start Document segment

A three-year-old dog named Shilling from the team of Roger Lee collapsed and died about ten miles before the checkpoint of Unalakleet. The necropsy found extensive pulmonary edema, or fluid accumulation in the lungs, as the most significant abnormality in the dog.

This year’s honor of winning the Humanitarian Award, an award given by veterinarians to the musher showing exemplary dog care went to Jessie Royer of Montana, who finished the race in fifth place, with all 16 dogs that she started with. Royer also received the Most Inspirational Musher award, bestowed upon her by her fellow mushers. During the awards banquet Royer had to fight back tears as she accepted the award and offered an explanation of why mushers do what they do in form of a poem. The poem described long nights away from home on the trail, sitting alone with one’s dogs by a camp fire, watching the northern lights while traveling through the night by dog team. Have you ever? “Well, if you didn’t, then you didn’t live, my friend.”
Sixty-four mushers made it to Nome and, through tears and laughter, described their 1,000-mile race. There was Dr. Joe Carson who brought his grandfather’s ashes and spread them on the trail. Carson said his grandpa was not a musher but a trail breaker for the race in its early years.
Kristin Bacon said she had Crosby in her team, a dog that last year survived a snowmachine attack in Jeff King’s team and is now back leading the way.

end Document segment
start Raw records

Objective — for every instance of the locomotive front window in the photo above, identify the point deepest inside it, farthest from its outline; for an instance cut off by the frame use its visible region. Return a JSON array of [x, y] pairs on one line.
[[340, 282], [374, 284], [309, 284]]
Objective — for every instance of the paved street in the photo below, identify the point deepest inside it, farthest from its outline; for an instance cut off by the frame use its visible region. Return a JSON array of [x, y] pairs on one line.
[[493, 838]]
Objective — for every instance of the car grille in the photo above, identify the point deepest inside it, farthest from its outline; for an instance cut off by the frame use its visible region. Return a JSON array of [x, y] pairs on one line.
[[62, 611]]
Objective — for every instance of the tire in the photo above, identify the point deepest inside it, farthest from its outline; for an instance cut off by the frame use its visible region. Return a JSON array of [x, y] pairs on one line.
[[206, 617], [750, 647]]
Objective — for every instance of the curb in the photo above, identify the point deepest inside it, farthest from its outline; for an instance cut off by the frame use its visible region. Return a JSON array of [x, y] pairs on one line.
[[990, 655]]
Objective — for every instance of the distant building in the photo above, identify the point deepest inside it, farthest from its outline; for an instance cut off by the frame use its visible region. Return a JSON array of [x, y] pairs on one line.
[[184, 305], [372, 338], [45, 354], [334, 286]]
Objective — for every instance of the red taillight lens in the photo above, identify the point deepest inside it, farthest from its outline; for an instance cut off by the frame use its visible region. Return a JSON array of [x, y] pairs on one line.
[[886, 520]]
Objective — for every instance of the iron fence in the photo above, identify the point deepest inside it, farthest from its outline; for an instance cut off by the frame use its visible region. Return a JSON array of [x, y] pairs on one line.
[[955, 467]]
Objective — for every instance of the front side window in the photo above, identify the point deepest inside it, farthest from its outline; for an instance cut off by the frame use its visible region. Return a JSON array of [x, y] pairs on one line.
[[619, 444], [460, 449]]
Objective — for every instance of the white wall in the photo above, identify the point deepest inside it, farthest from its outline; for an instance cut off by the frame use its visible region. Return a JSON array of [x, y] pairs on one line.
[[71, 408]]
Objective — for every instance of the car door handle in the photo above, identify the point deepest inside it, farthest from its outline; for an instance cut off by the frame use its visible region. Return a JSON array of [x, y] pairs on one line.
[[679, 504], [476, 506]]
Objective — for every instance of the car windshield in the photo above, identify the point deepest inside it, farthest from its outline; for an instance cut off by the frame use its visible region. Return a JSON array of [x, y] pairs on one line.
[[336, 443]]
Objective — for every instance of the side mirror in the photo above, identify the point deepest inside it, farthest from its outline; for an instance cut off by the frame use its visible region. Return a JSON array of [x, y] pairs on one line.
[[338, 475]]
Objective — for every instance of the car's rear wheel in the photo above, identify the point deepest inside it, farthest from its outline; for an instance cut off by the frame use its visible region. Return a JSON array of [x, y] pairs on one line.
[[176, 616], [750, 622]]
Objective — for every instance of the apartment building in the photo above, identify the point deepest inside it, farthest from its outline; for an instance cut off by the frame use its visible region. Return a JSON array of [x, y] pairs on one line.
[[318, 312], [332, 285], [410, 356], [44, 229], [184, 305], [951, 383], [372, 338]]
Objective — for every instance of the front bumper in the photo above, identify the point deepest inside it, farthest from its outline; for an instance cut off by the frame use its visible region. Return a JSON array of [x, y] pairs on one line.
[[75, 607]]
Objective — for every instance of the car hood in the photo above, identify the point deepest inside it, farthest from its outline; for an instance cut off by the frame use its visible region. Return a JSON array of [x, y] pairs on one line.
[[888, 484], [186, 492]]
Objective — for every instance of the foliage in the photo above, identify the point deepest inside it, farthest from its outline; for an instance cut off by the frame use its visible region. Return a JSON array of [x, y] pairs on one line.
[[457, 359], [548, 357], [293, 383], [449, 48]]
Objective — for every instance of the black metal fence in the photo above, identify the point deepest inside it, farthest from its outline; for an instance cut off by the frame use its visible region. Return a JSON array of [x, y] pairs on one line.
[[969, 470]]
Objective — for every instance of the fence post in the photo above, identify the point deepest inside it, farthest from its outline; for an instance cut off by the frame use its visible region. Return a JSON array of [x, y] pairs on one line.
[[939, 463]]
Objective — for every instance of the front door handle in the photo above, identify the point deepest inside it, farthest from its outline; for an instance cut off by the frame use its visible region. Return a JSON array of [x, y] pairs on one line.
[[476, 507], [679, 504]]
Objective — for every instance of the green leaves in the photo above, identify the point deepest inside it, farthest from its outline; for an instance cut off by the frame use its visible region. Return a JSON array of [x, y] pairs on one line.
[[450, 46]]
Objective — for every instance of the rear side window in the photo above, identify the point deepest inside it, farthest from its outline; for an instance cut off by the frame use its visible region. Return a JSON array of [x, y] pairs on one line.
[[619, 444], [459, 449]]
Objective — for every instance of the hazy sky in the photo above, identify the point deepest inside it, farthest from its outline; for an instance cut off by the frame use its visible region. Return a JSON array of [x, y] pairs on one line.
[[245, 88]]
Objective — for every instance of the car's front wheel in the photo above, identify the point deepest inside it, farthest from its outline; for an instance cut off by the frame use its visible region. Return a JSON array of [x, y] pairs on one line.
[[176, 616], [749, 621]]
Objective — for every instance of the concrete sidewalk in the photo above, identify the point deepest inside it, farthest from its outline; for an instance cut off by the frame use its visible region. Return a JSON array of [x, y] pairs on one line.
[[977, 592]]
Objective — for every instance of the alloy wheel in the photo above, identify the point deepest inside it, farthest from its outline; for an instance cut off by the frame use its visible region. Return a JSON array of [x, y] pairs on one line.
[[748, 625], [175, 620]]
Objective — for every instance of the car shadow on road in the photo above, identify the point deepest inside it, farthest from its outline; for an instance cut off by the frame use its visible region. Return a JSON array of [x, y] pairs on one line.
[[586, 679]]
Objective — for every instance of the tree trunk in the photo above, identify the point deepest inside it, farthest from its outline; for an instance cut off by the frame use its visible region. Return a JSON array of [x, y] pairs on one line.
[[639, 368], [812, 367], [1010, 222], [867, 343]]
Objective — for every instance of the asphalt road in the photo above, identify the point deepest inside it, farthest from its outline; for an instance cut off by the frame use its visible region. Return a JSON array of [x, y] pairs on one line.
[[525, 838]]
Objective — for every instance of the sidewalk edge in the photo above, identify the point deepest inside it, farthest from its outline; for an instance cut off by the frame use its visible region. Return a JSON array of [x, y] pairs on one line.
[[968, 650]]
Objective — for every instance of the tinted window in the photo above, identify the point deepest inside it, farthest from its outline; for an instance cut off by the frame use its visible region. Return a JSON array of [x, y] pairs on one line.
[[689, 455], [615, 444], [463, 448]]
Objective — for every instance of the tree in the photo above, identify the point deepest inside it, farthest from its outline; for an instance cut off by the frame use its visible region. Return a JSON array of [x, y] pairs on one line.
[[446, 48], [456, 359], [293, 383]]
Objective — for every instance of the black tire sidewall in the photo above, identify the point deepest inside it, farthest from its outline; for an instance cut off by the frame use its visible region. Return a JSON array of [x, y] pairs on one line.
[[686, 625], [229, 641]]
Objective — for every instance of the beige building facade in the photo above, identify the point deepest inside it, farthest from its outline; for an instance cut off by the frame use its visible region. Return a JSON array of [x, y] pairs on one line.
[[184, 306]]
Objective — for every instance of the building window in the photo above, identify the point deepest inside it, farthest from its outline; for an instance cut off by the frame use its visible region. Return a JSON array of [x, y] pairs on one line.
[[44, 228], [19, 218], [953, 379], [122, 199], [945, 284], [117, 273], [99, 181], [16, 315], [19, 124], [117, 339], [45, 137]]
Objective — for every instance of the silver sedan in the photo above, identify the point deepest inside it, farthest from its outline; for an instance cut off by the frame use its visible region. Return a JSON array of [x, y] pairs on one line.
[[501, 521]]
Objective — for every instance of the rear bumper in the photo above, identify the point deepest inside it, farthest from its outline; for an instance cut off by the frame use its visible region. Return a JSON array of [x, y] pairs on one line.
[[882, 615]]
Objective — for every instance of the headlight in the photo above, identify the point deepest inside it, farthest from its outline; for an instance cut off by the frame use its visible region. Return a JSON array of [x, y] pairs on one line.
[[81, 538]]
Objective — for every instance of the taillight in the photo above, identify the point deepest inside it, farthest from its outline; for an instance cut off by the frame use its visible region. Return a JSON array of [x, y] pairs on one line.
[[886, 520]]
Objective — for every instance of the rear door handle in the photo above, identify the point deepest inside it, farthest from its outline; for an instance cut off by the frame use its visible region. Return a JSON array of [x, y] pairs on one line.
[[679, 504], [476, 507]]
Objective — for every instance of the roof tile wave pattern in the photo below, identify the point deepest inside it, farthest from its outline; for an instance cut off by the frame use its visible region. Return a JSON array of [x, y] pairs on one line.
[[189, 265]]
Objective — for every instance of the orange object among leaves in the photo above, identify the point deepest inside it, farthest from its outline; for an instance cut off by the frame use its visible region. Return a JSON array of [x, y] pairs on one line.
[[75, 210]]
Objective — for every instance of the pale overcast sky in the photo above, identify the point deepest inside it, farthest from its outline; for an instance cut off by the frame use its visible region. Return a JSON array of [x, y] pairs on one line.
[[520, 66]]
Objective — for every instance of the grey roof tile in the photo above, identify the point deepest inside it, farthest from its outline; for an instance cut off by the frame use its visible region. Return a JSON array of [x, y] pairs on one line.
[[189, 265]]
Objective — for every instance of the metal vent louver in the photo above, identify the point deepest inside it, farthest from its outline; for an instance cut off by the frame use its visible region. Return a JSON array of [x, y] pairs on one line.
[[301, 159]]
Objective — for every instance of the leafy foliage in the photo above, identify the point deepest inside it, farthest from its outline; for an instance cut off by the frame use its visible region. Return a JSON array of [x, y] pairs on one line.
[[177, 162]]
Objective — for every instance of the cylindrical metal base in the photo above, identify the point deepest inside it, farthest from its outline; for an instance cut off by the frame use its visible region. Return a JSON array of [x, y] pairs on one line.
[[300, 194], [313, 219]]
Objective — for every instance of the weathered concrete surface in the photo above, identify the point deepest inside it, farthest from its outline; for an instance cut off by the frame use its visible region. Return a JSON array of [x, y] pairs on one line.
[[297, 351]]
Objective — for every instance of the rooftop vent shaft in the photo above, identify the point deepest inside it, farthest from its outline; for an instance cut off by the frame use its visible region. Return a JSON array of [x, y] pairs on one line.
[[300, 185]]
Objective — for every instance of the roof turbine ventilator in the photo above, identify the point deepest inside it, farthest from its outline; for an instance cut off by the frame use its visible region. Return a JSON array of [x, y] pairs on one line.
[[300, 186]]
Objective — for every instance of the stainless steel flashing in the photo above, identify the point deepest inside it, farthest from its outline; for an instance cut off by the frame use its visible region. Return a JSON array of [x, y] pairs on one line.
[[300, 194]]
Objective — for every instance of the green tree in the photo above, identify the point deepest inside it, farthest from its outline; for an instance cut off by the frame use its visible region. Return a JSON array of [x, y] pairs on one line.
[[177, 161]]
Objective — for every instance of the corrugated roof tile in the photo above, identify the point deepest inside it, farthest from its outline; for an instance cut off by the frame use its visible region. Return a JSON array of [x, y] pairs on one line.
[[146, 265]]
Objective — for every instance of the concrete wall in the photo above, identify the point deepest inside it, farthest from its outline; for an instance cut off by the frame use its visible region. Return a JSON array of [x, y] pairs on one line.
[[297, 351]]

end Raw records

_What the exercise asks_:
Extend the sled dog race account past its last sentence. The data have no connection to the sled dog race account.

_Task answer_:
Jeff King had educational words for reporters that may enhance their understanding of what mushers and their dogs accomplish on the race as they run more than they rest. He related a story of a news reporter  interviewing him in Koyukuk where he took an eight hour break after having traveled more than 15 hours through deep snow on a slow trail. Thinking that this break was kind of on the ‘long’ side, the reporter asked him if he was “on a journey”?
Really? asked King.
“Here we are going 100 miles a day,” he said, incredulous. “If you are on a pace like that, now you’re considered to be on a ‘journey?’” King finished in 11th position and couldn’t be happier about his race.
Musher Aliy Zirkle related a story of how she caught up to Pete Kaiser and ended up passing him thanks to some unforeseen intervention. Leaving Shaktoolik, Kaiser traveled ahead of her until her dog team suddenly bolted and she hung on for dear life. An Arctic fox racing next to her dog team sped them up until she caught up to Kaiser. The fox passed Kaiser’s team on the left side, her team passed Kaiser on the right side and the race between fox and dog team continued until Zirkle heard the fox hissing and diving towards her dogs. She called her dogs up, fearing that the fox may be rabid, and outran the fox. “I tell you, Pete, you gotta look for some foxes next year,” she said.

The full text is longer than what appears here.